Excerpt to read.
There is another Actos trial going on right now in Nevada involving two women, Ms. Bertha Triana, 80, and Ms. Delores Cipriano, 81, who claim Actos caused them to develop bladder cancer as well. Additionally, other Actos trials are being scheduled through the remainder of 2014 and 2015. As these trials unfold, we will keep you posted on the results.

TVM Jury Verdict: What Does It Mean?

Posted by Kim Truongle

February 27, 2013 – Yesterday, a jury in New Jersey found in favor of a mesh implant Plaintiff, awarding her a $3.35 million verdict. What does this mean for your mesh implant case?

This does NOT mean that all mesh cases will gross millions, nor that they will resolve for anywhere near that much. It is important to remember that trials involve specific facts; some of them may be applicable to you, and some may not. Also keep in mind that despite this verdict, the odds of this Plaintiff receiving her funds any time soon are quite low. The likelihood that this case will be appealed by the Defendants to therefore keep the case tangled in further litigation is high. Furthermore, case expenses are usually borne by the client, meaning that the costs of bringing this Plaintiff’s case to trial will most likely come out of the funds she ultimately receives – trying a case against Johnson & Johnson or any pharmaceutical company is not cheap.

Material provided.
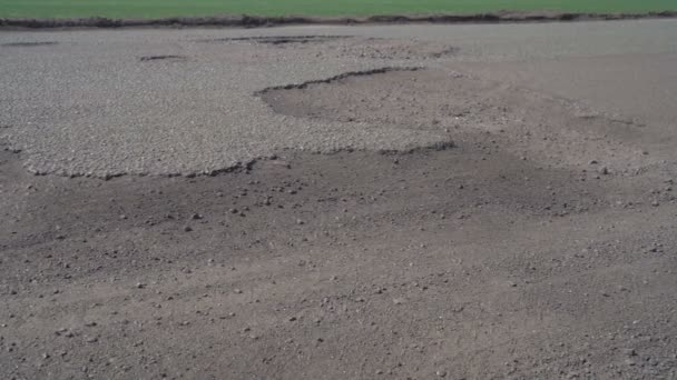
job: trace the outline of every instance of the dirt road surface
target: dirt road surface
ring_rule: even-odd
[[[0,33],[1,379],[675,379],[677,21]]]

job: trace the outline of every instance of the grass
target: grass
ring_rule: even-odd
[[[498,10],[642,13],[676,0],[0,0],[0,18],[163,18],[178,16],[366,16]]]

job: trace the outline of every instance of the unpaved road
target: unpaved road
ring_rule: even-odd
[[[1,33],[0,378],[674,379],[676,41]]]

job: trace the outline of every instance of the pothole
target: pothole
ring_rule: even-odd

...

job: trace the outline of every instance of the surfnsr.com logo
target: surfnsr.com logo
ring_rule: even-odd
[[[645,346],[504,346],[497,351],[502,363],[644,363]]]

Activity 1. Reproduce the passage on drug and mesh lawsuits from "There is another" up to and including "Does It Mean?".
Activity 2. Carry on the passage on drug and mesh lawsuits, writing on from its final sentence.
The items stand apart from the passage on drug and mesh lawsuits.

Answer space 1.
There is another Actos trial going on right now in Nevada involving two women, Ms. Bertha Triana, 80, and Ms. Delores Cipriano, 81, who claim Actos caused them to develop bladder cancer as well. Additionally, other Actos trials are being scheduled through the remainder of 2014 and 2015. As these trials unfold, we will keep you posted on the results.

TVM Jury Verdict: What Does It Mean?

Answer space 2.
The jury in the New Jersey case unanimously found that there was no design defect and instead put the blame on the Defendants for other failures. Defective design is one key cause of action in these cases, so this shows that juries may not always side with the Plaintiffs regarding every issue alleged. In other words, despite some seemingly large dollar verdicts, in no way are mesh cases “slam dunk cases”.

This does NOT mean the cases are close to resolution or settlement. There is still more work to do before we can sit across the table from Defendants and negotiate a settlement that is fair. Valuation of a case involves both personal and legal facts, as we take into account what each client has and will go through, as well as the facts that help shape the legal framework. The latter may involve things like additional development of the science, finding out more about what the companies did or should have done, etc.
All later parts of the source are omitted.